■ Goal:
Every entry needs to be printed exactly, please.

━━━━━ The data ━━━━━

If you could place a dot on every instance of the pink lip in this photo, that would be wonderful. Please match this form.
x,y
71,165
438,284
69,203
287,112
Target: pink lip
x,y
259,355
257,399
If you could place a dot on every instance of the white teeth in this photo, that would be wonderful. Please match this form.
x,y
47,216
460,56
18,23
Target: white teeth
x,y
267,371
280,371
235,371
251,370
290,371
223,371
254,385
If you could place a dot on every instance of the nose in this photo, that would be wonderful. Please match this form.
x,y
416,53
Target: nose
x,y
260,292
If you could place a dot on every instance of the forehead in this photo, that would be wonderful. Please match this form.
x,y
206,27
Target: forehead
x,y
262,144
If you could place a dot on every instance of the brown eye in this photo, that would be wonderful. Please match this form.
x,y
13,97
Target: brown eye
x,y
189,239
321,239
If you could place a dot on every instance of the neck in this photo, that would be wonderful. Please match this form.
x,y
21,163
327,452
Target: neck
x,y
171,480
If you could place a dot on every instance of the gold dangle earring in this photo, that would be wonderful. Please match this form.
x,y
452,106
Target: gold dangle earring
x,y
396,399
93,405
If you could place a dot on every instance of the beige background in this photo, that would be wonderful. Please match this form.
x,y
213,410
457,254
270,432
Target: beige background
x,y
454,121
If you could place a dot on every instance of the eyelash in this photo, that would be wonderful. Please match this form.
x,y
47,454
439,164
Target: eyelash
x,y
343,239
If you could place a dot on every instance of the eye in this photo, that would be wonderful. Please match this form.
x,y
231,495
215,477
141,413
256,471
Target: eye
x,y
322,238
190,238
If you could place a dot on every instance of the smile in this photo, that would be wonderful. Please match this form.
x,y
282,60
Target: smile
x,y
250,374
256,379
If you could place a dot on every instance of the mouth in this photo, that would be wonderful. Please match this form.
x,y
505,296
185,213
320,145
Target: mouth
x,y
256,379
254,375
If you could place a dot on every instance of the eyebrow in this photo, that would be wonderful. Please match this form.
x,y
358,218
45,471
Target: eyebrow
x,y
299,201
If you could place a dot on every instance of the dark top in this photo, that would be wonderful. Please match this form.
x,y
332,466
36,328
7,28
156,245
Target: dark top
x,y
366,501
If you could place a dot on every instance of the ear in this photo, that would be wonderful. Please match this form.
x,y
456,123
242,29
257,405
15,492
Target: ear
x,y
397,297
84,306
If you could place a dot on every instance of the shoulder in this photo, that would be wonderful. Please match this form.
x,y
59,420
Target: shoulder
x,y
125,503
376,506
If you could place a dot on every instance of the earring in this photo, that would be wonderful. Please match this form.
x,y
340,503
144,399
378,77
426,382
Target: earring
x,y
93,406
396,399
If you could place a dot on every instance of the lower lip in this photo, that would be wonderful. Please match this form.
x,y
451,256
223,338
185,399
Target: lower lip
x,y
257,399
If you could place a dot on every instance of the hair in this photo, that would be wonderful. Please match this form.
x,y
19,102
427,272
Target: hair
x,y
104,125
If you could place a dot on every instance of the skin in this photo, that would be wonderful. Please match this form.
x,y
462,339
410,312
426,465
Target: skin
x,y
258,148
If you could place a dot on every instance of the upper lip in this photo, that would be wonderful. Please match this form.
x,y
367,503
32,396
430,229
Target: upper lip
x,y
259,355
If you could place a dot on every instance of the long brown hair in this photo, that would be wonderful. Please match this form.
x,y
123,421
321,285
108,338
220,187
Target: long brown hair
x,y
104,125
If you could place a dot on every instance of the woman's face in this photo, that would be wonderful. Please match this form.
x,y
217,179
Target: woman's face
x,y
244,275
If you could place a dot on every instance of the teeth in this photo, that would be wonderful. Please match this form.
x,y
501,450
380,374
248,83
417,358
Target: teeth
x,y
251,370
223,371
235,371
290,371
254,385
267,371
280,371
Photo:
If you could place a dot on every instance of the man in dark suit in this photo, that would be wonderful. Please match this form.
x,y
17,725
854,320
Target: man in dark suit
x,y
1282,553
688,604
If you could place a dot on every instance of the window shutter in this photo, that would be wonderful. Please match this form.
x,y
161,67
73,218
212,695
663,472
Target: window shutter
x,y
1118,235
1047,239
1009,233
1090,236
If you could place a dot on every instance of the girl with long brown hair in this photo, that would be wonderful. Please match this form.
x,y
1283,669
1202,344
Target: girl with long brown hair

━━━━━

■ Written answer:
If you could place a dot on every instance of the pink lip in this photo, that would be wonderful. Please match this form.
x,y
71,165
438,284
69,203
287,112
Target: pink lip
x,y
259,355
257,399
If you could place a dot on every instance of the white teeth in this photo, that would be wonderful. Please match this form.
x,y
47,216
460,56
18,23
Target: white teeth
x,y
267,371
280,371
235,371
251,370
290,371
223,371
254,385
If you could place a dot on every instance of the nose in this photo, that would be wonderful. Please match this form.
x,y
416,53
Target: nose
x,y
260,292
If you could place a dot on every instance of the forehead in this photo, that would be wonderful. Please match this form.
x,y
206,27
Target: forehead
x,y
262,144
If you could place a dot on every instance of the brown eye in this photo, that would be wonderful. Please match this form.
x,y
13,97
Target: brown eye
x,y
189,239
321,239
If you could place a dot on every instance of the neck in this photo, that would be wonderful. Please match this form.
x,y
21,163
327,452
Target: neck
x,y
171,480
If you could place a dot on every instance of the gold dangle earring in this photo, that would be wonderful. Please match this form.
x,y
452,106
Target: gold dangle earring
x,y
396,399
93,405
If you could place a dot on every instance of the beige background in this photo, that would be wonderful. Please match this form.
x,y
213,410
457,254
270,432
Target: beige background
x,y
454,121
If you could place a dot on every instance of the eyelash in this photo, that would be wonderful. Please match this form.
x,y
47,454
439,164
Target: eyelash
x,y
343,239
If you could place a dot on every instance of the eye in this photo, that would be wonderful. Please match this form.
x,y
231,495
215,477
141,413
256,471
Target: eye
x,y
322,238
190,238
If you could place a dot on every instance of the smile in this photo, that would be wonderful. Please match this form.
x,y
282,60
Target: smile
x,y
250,374
256,379
If you could place a dot on every instance of the mouth in this photo, that would be wonderful. Please match this form.
x,y
505,296
185,213
320,145
Target: mouth
x,y
256,379
254,375
If you could place a dot on every instance of the eyebrow in this photo, that would be wonderful. Please match this form.
x,y
358,218
45,471
Target: eyebrow
x,y
299,201
If you could place a dot on every instance of the dark top in this photo, that would be wonderful. Please match this form.
x,y
332,466
36,328
7,28
156,245
Target: dark top
x,y
366,501
If you could place a dot on every instance of the ear in this photo, that would be wonderful. Please match this form.
x,y
456,123
242,29
257,405
15,492
Target: ear
x,y
397,297
84,306
If you could place a dot on every instance of the shoulder in this photo, that would be wonderful. Please match this form.
x,y
59,420
Target: shoulder
x,y
125,503
376,506
If you could place a dot on every instance of the earring in this photo, that would be wonderful. Please match this form.
x,y
340,503
144,399
378,77
426,382
Target: earring
x,y
93,406
396,399
If you could place a dot on every instance of the lower lip in this photo, that would be wonderful. Please match this form.
x,y
451,256
223,338
185,399
Target: lower lip
x,y
257,399
If you could place a dot on every instance of the hair in this photo, that would be wonderful. Please match this form.
x,y
19,102
427,272
Target: hair
x,y
104,125
If you could place a dot on every instance of the skin in this photo, that would be wonderful. Please match this form.
x,y
462,339
410,312
426,465
Target: skin
x,y
258,148
If you could place a dot on every instance of the upper lip in this photo, that would be wonderful. Please match this form.
x,y
367,503
32,396
430,229
Target: upper lip
x,y
259,355
If you could place a dot on every instance of the long brown hair in this photo, that would be wonderful. Please match this form.
x,y
123,421
321,285
108,338
220,187
Target: long brown hair
x,y
104,125
If you could place a dot on every instance of the woman's face in this photo, that would be wonderful. Please match this form.
x,y
217,179
Target: woman's face
x,y
244,275
If you could place a dot on every instance of the teeth in this photo, that would be wonderful. Please match this form.
x,y
501,450
380,374
248,83
417,358
Target: teeth
x,y
251,370
223,371
235,371
290,371
254,385
267,371
280,371
Photo:
If you could place a dot on every instance of the man in dark suit in this photo, that would be wonderful. Please match this form.
x,y
17,725
854,320
Target: man in dark suit
x,y
1282,553
688,604
If you could place a dot on every instance of the window shutter in this photo, that would be wonderful. Please match this form.
x,y
161,67
73,218
212,695
663,472
Target: window shutter
x,y
1118,235
1047,239
1009,233
1090,236
If you could place a dot on every instance of the girl with long brown hair in this photo, that would be wonderful. Please match this form.
x,y
1283,669
1202,344
Target: girl with long brown hair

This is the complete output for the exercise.